PROMPT.
Translate this sentence from the SAP conversation transcript into Spanish: "Behind the scenes we’re helping businesses run at their best."

*** TEXT SECTION ***

Angus Nelson: I love it.
Mark Whitlock: So Ursula, Rachel, for the two people on the planet that maybe have not heard about SAP before, tell us about the organization. What does SAP do?
Ursula Ringham: When I got my start at SAP, I’m like, “What the hell is SAP?” To be honest, the S in SAP doesn’t stand for sexy. It is enterprise software that companies use behind the scenes to help run their business. The interesting thing is 77% of all world revenue transactions run through SAP. That is huge. And people don’t understand that. And I think the other thing is that during this pandemic, everyone now understands what supply chain is, right? Because you couldn’t get your toilet paper. People were like, “Where is it? What’s going on?” So my parents started to finally understand, wow, SAP has something to do with getting me my toilet paper from the manufacturer to a Costco, whatever. Yes. That’s what SAP does. Behind the scenes we’re helping businesses run at their best.
Rachel Miller: Coming in, I thought I knew what SAP was. It was, it’s a software company. They do a lot of cool stuff. But the longer I’ve been here is like we are one of the most important foundations for global business that no one has ever heard of. And 77% of global transactions run through an SAP solution, which is phenomenal and we’re not a household name. So I think the two people that haven’t heard of SAP, I would counter that, there’s many more, but that’s what Ursula and I are working with with increasing our brand awareness and making SAP a household name, and maybe one day S will stand for sexy.
Ursula Ringham: Bringing sexy back.
John Farkas: Bringing sexy back.
Angus Nelson: I love it.
John Farkas: Both of you have a pretty interesting perspective, I’m sure, in the context of the SAP conference. And I would love for you to just kind of give us some backdrop and how SAP looks at that annual event and what is the importance of that event for the organization?

*** End of TEXT SECTION ***
*** DATASET ENTRIES ***

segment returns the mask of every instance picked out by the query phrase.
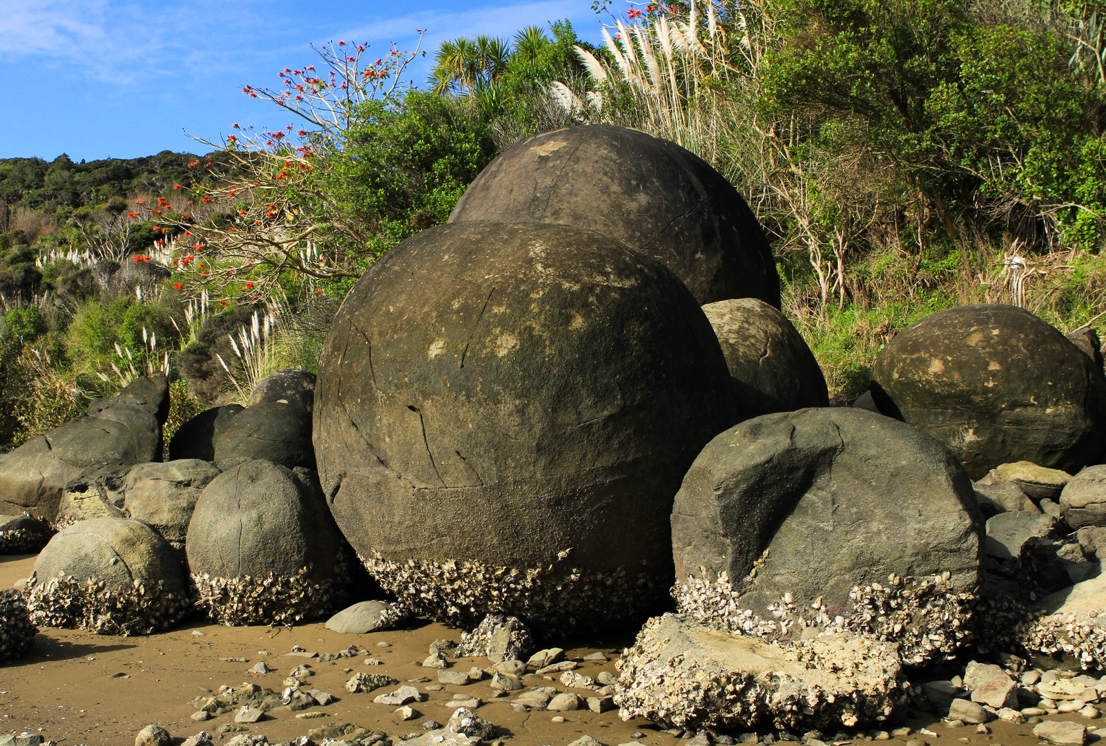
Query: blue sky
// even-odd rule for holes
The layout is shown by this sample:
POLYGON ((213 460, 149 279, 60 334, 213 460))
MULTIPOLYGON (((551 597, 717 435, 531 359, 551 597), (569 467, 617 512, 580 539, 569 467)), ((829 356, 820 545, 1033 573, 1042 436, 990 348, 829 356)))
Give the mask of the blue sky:
MULTIPOLYGON (((234 122, 276 127, 289 118, 242 95, 275 87, 276 72, 314 62, 311 43, 344 39, 385 52, 413 49, 426 29, 438 42, 559 19, 598 41, 591 0, 0 0, 0 157, 67 153, 132 158, 202 152, 184 131, 212 142, 234 122)), ((411 68, 425 80, 426 63, 411 68)))

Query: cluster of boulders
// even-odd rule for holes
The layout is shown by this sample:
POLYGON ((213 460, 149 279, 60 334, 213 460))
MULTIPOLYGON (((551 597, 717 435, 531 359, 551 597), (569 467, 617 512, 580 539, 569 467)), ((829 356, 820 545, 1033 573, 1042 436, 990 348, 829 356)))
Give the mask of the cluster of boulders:
POLYGON ((168 383, 139 377, 0 456, 0 499, 24 509, 0 519, 0 550, 41 549, 31 621, 149 634, 197 607, 226 624, 340 608, 355 560, 312 468, 313 391, 311 373, 280 371, 249 406, 184 423, 161 462, 168 383))

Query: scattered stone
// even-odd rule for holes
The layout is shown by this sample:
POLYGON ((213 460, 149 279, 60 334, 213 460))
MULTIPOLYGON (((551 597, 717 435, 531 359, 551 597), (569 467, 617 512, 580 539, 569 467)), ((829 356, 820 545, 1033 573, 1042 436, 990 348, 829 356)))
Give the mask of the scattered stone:
POLYGON ((1068 721, 1043 721, 1033 726, 1033 735, 1056 746, 1083 746, 1087 728, 1068 721))
POLYGON ((393 684, 398 683, 399 682, 392 676, 386 676, 379 673, 365 673, 364 671, 361 671, 355 673, 353 677, 346 682, 346 692, 349 694, 356 694, 357 692, 372 692, 375 688, 392 686, 393 684))
POLYGON ((96 518, 64 528, 34 561, 27 607, 42 626, 152 634, 191 604, 174 549, 146 524, 96 518))
POLYGON ((368 634, 390 630, 409 614, 398 603, 361 601, 326 620, 326 629, 338 634, 368 634))
POLYGON ((682 728, 854 727, 906 704, 900 665, 894 644, 864 638, 770 645, 665 614, 624 653, 614 701, 624 718, 682 728))
POLYGON ((847 631, 898 643, 908 665, 946 659, 972 630, 974 512, 956 459, 901 422, 846 407, 749 419, 676 495, 677 607, 741 634, 847 631), (842 539, 842 510, 865 551, 842 539))
POLYGON ((200 605, 220 624, 312 619, 346 591, 345 541, 305 469, 250 460, 220 474, 196 504, 187 551, 200 605))
POLYGON ((173 746, 173 736, 159 725, 147 725, 135 736, 135 746, 173 746))

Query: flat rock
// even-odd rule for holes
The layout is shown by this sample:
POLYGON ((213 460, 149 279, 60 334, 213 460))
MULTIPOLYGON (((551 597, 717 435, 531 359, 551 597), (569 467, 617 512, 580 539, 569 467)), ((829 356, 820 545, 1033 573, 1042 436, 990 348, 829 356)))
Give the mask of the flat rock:
POLYGON ((855 635, 770 644, 665 614, 624 653, 614 702, 665 727, 836 732, 905 706, 900 665, 896 645, 855 635))
POLYGON ((392 629, 407 617, 397 603, 361 601, 327 619, 325 626, 338 634, 368 634, 392 629))

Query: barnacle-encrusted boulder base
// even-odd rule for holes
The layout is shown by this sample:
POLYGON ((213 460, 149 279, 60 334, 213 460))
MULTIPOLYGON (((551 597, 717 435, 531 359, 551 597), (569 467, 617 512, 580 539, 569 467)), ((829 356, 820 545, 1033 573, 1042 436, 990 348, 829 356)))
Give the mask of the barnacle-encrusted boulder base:
POLYGON ((196 501, 185 549, 200 607, 222 624, 310 620, 347 590, 348 548, 307 469, 254 459, 223 472, 196 501))
POLYGON ((614 700, 624 721, 668 727, 854 727, 906 704, 896 649, 847 632, 768 643, 665 614, 623 653, 614 700))
POLYGON ((848 630, 917 665, 953 654, 979 589, 971 481, 939 443, 864 410, 745 421, 703 448, 672 509, 680 611, 792 640, 848 630))
POLYGON ((672 496, 731 411, 718 340, 659 262, 589 230, 456 222, 346 297, 315 453, 342 531, 415 611, 596 626, 662 599, 672 496))
POLYGON ((100 634, 150 634, 179 621, 190 604, 178 555, 133 518, 77 521, 34 561, 31 621, 100 634))
POLYGON ((584 125, 524 139, 469 185, 449 221, 587 228, 662 262, 700 303, 760 298, 780 278, 745 200, 710 165, 637 129, 584 125))
POLYGON ((899 332, 872 366, 872 396, 972 479, 1019 460, 1075 474, 1106 455, 1102 367, 1013 305, 962 305, 899 332))

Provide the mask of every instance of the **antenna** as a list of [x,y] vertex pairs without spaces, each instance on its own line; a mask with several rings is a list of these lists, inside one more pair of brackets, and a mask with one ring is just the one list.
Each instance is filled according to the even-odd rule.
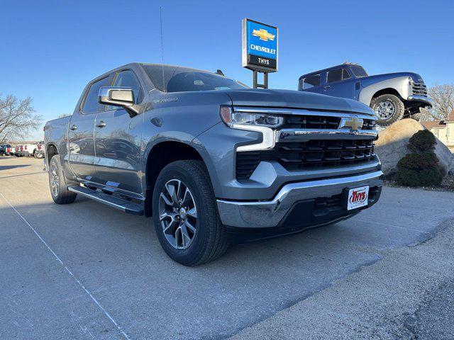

*** End of DATASET ENTRIES ***

COMPLETED EXERCISE.
Entre bastidores, estamos ayudando a las empresas a funcionar de la mejor manera posible.